CHALLENGE:
Collect every line in the entries below that contains the word "gorge", matching case exactly.

-- start of GIVEN DATA --

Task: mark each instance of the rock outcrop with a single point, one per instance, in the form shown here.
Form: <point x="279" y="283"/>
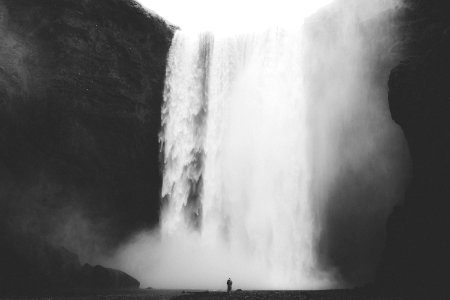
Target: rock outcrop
<point x="418" y="249"/>
<point x="81" y="86"/>
<point x="35" y="266"/>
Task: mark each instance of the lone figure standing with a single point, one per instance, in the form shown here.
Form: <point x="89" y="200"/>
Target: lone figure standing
<point x="229" y="284"/>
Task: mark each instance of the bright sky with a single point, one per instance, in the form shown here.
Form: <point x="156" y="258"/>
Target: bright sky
<point x="230" y="16"/>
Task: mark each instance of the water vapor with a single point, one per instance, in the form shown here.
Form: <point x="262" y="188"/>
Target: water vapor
<point x="281" y="162"/>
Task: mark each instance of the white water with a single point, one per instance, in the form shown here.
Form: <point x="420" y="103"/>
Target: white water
<point x="238" y="104"/>
<point x="257" y="131"/>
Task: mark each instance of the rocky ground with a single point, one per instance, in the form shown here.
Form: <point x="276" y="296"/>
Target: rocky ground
<point x="185" y="295"/>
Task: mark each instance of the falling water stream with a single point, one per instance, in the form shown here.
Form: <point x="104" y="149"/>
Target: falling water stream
<point x="280" y="160"/>
<point x="235" y="148"/>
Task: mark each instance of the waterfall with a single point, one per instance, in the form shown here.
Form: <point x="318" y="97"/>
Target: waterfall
<point x="235" y="149"/>
<point x="280" y="159"/>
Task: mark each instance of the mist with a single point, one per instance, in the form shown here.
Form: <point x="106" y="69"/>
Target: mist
<point x="281" y="161"/>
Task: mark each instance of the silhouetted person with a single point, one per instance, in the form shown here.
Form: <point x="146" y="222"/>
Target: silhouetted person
<point x="229" y="284"/>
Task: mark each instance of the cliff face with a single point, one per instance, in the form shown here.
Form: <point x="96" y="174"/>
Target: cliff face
<point x="81" y="84"/>
<point x="418" y="247"/>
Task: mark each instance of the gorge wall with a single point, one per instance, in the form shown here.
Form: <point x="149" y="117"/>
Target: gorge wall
<point x="80" y="95"/>
<point x="417" y="252"/>
<point x="80" y="101"/>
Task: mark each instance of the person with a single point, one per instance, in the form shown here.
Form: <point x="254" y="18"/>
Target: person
<point x="229" y="284"/>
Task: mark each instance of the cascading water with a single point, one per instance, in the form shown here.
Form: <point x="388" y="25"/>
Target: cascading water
<point x="280" y="159"/>
<point x="235" y="149"/>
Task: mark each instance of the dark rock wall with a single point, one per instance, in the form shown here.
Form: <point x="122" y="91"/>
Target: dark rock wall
<point x="418" y="245"/>
<point x="81" y="85"/>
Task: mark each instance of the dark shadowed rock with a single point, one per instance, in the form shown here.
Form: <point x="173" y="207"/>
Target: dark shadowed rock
<point x="81" y="84"/>
<point x="418" y="248"/>
<point x="35" y="266"/>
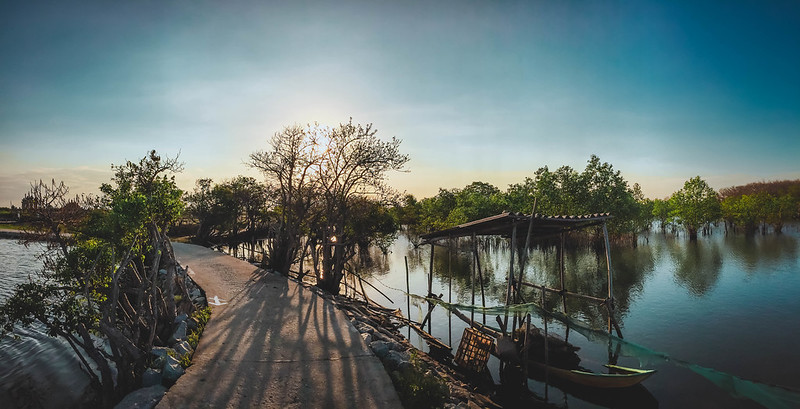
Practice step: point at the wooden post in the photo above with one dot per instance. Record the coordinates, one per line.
(430, 285)
(408, 298)
(480, 274)
(510, 274)
(450, 288)
(472, 283)
(546, 352)
(561, 273)
(610, 304)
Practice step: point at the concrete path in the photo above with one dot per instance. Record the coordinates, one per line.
(273, 344)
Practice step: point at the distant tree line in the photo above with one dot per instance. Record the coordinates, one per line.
(324, 196)
(599, 188)
(746, 208)
(113, 275)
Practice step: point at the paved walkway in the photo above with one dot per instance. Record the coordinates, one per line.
(275, 344)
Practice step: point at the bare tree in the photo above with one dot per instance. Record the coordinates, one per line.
(288, 167)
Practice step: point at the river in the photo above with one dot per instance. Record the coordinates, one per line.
(718, 318)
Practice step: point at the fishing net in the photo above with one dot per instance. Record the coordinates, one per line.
(770, 396)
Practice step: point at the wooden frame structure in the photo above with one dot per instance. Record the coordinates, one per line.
(508, 225)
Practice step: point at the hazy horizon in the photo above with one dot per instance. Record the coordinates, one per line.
(477, 91)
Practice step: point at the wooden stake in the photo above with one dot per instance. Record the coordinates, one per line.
(430, 288)
(408, 297)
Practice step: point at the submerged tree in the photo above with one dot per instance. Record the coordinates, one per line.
(114, 276)
(288, 169)
(695, 206)
(318, 176)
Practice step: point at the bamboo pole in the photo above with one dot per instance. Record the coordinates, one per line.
(408, 297)
(430, 287)
(610, 304)
(546, 352)
(523, 259)
(472, 281)
(480, 275)
(566, 293)
(450, 289)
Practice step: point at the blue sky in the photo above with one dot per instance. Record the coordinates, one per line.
(477, 90)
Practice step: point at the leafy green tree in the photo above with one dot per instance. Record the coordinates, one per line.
(696, 205)
(436, 210)
(781, 210)
(106, 279)
(661, 212)
(407, 211)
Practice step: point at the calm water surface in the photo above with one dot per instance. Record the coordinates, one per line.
(36, 371)
(725, 302)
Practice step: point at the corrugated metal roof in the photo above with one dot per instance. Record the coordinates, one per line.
(503, 224)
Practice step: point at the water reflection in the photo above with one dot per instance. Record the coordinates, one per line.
(697, 264)
(756, 253)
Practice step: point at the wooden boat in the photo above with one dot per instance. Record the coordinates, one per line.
(621, 377)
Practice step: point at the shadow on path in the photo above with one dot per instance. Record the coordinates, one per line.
(274, 344)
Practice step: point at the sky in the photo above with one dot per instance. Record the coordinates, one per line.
(476, 90)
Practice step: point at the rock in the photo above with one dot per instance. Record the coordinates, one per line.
(151, 377)
(191, 324)
(361, 327)
(172, 371)
(144, 398)
(183, 348)
(158, 354)
(397, 360)
(179, 334)
(159, 351)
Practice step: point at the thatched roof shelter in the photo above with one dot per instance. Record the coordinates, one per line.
(503, 224)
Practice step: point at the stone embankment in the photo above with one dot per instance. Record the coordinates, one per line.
(167, 364)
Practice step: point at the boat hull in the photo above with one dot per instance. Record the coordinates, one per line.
(623, 378)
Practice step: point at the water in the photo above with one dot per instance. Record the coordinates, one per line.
(37, 371)
(726, 302)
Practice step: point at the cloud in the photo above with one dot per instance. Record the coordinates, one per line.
(80, 180)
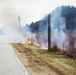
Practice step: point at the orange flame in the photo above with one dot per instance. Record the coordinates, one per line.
(62, 48)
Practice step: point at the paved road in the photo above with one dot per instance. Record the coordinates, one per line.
(9, 62)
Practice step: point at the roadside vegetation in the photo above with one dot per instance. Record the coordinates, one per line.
(41, 62)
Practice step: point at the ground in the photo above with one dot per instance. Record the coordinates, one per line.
(41, 62)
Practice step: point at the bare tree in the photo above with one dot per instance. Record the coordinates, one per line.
(49, 38)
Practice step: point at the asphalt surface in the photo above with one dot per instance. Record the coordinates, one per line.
(9, 62)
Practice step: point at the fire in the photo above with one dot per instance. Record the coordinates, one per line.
(38, 45)
(62, 48)
(30, 42)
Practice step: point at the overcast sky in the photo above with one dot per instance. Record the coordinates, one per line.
(29, 10)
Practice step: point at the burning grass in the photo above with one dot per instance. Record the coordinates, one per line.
(46, 63)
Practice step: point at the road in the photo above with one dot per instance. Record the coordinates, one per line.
(9, 62)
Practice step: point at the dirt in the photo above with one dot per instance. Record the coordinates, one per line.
(33, 64)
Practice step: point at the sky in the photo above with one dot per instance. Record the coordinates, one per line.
(28, 10)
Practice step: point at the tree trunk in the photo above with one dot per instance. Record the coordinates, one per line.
(49, 39)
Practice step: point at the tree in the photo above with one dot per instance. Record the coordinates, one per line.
(49, 39)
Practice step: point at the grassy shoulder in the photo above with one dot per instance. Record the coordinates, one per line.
(41, 62)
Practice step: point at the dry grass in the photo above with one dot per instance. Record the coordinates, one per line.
(41, 62)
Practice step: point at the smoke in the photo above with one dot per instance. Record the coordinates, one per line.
(63, 28)
(8, 24)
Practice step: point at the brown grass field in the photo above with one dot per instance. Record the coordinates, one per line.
(41, 62)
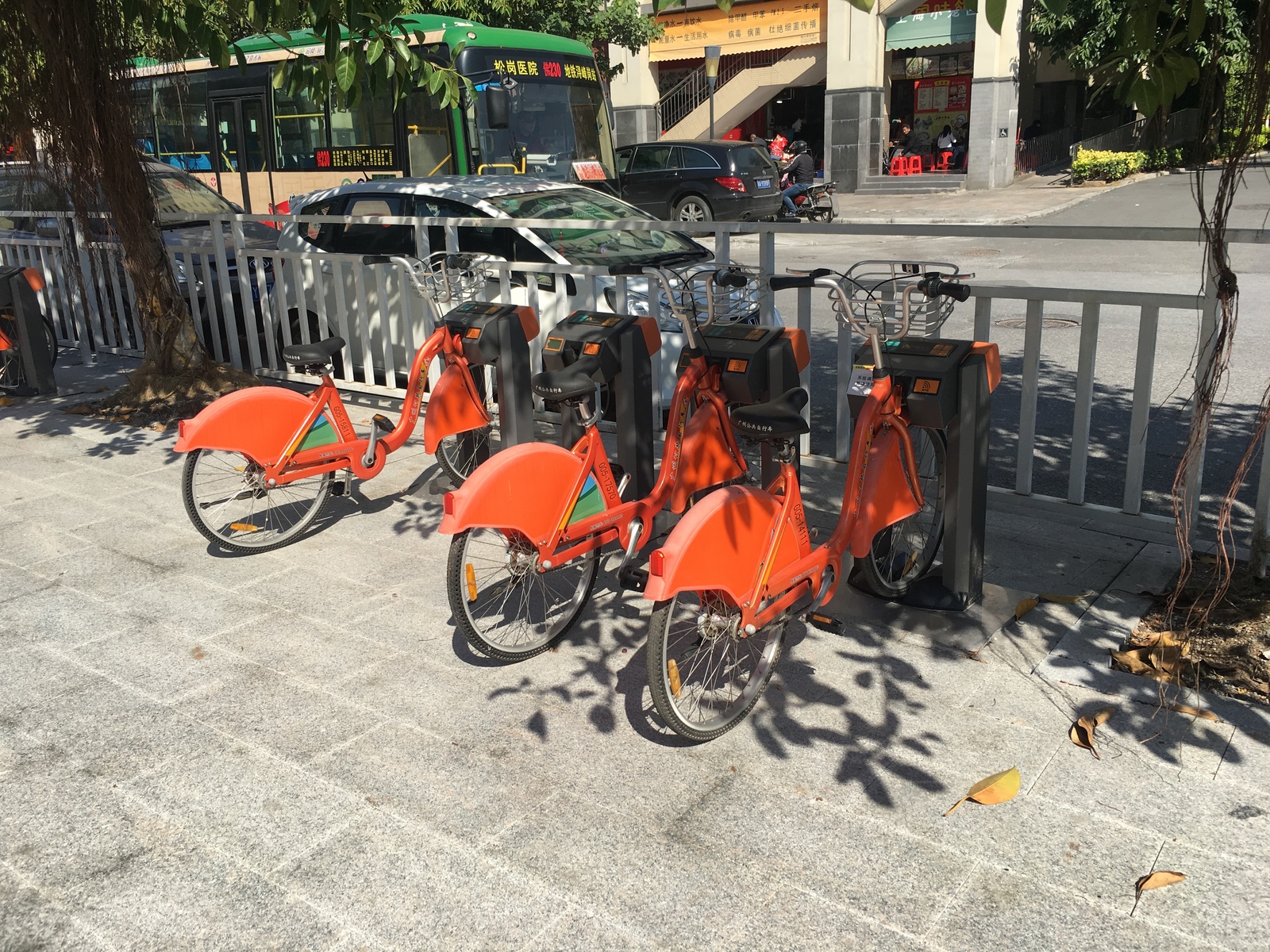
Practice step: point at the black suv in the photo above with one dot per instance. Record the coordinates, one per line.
(695, 181)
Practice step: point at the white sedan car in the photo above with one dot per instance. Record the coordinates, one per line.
(488, 197)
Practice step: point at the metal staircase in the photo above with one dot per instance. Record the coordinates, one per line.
(694, 89)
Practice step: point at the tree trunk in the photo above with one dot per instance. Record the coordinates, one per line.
(88, 109)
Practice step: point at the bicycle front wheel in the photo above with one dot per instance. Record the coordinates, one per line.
(459, 455)
(505, 606)
(230, 505)
(705, 673)
(903, 552)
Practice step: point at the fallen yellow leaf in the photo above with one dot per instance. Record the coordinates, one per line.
(1193, 711)
(1083, 731)
(992, 790)
(1161, 877)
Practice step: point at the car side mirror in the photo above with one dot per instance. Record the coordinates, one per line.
(498, 107)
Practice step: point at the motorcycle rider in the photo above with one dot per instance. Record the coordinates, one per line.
(802, 175)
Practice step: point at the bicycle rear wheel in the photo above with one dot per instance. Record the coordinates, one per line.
(704, 672)
(903, 552)
(505, 606)
(230, 505)
(457, 455)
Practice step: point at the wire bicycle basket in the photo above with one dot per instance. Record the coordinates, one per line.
(450, 278)
(876, 294)
(694, 298)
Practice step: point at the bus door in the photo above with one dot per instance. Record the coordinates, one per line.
(241, 148)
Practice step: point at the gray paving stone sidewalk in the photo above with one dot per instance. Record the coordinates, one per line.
(292, 750)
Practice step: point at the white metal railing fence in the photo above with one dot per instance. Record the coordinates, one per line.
(268, 298)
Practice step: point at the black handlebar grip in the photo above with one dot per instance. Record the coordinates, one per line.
(780, 282)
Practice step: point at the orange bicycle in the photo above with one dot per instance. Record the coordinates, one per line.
(260, 460)
(530, 524)
(741, 564)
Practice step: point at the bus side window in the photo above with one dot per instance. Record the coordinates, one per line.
(317, 232)
(427, 129)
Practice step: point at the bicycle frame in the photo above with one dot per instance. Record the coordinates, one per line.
(711, 460)
(714, 547)
(295, 437)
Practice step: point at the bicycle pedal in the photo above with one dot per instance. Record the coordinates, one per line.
(633, 579)
(825, 622)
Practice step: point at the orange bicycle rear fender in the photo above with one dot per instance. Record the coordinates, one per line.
(258, 422)
(992, 359)
(454, 408)
(887, 497)
(718, 545)
(705, 460)
(525, 488)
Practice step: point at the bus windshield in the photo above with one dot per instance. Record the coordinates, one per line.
(558, 120)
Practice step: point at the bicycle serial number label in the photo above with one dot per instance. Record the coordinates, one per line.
(861, 381)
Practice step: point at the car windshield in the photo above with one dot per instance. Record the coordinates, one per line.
(184, 194)
(600, 247)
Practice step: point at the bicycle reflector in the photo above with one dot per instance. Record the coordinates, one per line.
(657, 562)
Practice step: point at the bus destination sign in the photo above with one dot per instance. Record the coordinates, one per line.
(356, 159)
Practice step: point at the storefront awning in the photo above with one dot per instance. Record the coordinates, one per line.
(921, 29)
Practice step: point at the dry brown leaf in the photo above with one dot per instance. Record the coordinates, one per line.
(1161, 877)
(992, 790)
(1133, 660)
(1026, 607)
(1083, 731)
(1193, 711)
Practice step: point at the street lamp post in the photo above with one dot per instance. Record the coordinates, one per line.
(711, 78)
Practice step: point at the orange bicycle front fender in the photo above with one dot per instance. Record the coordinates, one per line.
(257, 422)
(454, 406)
(526, 488)
(887, 495)
(719, 543)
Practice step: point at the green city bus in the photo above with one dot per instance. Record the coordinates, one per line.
(258, 146)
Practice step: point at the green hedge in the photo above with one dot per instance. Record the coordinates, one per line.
(1110, 167)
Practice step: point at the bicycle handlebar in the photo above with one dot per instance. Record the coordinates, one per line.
(935, 285)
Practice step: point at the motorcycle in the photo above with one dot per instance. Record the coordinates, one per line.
(816, 203)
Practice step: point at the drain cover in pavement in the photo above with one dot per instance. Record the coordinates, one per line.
(1045, 323)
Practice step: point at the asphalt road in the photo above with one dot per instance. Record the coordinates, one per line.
(1130, 266)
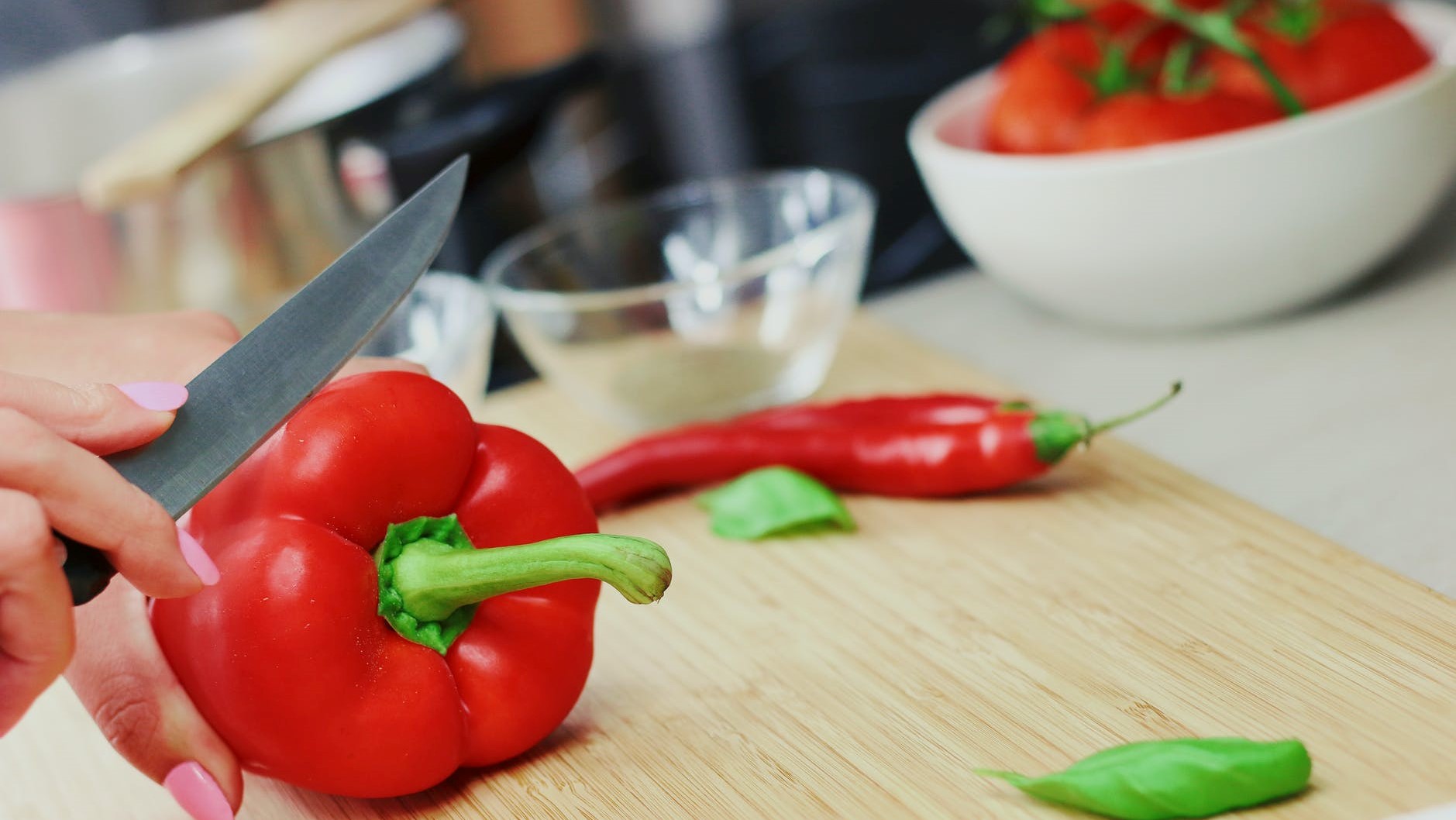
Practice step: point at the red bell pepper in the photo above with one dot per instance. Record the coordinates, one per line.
(380, 676)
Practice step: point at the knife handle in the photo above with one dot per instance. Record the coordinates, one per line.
(86, 570)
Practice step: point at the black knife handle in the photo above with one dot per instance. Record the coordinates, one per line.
(86, 568)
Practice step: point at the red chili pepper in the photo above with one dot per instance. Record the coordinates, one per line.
(380, 676)
(929, 408)
(1008, 446)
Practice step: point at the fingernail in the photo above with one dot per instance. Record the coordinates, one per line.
(197, 793)
(197, 558)
(156, 395)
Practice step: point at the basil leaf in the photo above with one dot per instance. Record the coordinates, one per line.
(1168, 780)
(773, 501)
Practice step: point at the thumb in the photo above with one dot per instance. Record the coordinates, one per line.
(102, 419)
(124, 680)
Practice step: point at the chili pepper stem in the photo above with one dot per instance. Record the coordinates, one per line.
(1134, 415)
(430, 586)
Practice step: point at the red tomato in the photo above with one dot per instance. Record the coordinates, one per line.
(1046, 88)
(1041, 98)
(1356, 48)
(1134, 120)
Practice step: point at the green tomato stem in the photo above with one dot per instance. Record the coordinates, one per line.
(1219, 29)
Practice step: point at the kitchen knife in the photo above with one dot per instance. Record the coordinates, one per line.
(255, 386)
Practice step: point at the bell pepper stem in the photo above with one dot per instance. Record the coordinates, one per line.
(1056, 433)
(432, 578)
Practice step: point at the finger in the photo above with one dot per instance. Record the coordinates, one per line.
(36, 606)
(102, 419)
(84, 498)
(126, 684)
(372, 363)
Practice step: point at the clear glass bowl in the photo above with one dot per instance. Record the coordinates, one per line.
(445, 324)
(699, 301)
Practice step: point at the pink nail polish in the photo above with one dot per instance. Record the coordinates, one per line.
(155, 395)
(197, 558)
(197, 793)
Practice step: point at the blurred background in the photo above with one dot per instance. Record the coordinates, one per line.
(612, 98)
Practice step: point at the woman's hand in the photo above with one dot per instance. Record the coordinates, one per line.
(119, 670)
(53, 480)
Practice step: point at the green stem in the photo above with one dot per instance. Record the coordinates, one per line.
(1136, 414)
(432, 578)
(1056, 433)
(1220, 31)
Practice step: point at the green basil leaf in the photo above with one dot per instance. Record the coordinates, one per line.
(1167, 780)
(773, 501)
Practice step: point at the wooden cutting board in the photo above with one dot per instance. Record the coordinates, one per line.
(864, 676)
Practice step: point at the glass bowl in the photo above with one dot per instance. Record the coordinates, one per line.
(699, 301)
(445, 324)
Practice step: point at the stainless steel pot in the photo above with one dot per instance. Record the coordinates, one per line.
(250, 226)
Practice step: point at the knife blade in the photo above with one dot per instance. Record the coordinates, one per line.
(253, 388)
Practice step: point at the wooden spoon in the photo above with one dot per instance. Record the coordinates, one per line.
(299, 36)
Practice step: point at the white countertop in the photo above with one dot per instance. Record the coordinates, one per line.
(1341, 419)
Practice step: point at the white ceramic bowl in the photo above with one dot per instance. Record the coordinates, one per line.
(1212, 230)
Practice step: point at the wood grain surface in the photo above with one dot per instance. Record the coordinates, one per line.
(864, 676)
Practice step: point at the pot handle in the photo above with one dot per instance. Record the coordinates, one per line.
(494, 126)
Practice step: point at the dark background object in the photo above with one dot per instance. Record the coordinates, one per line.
(759, 84)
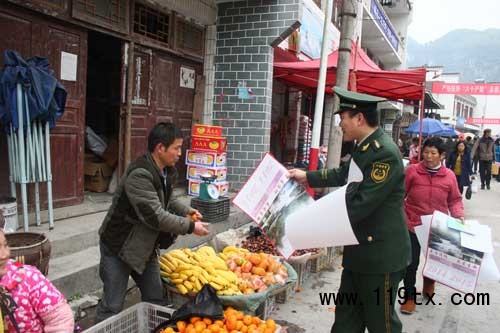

-- end of GIVEN DATA --

EXERCISE SOLUTION:
Task: mark each instance of the gorge wall with a single point, one per instance, in the form shown here.
Target: gorge wall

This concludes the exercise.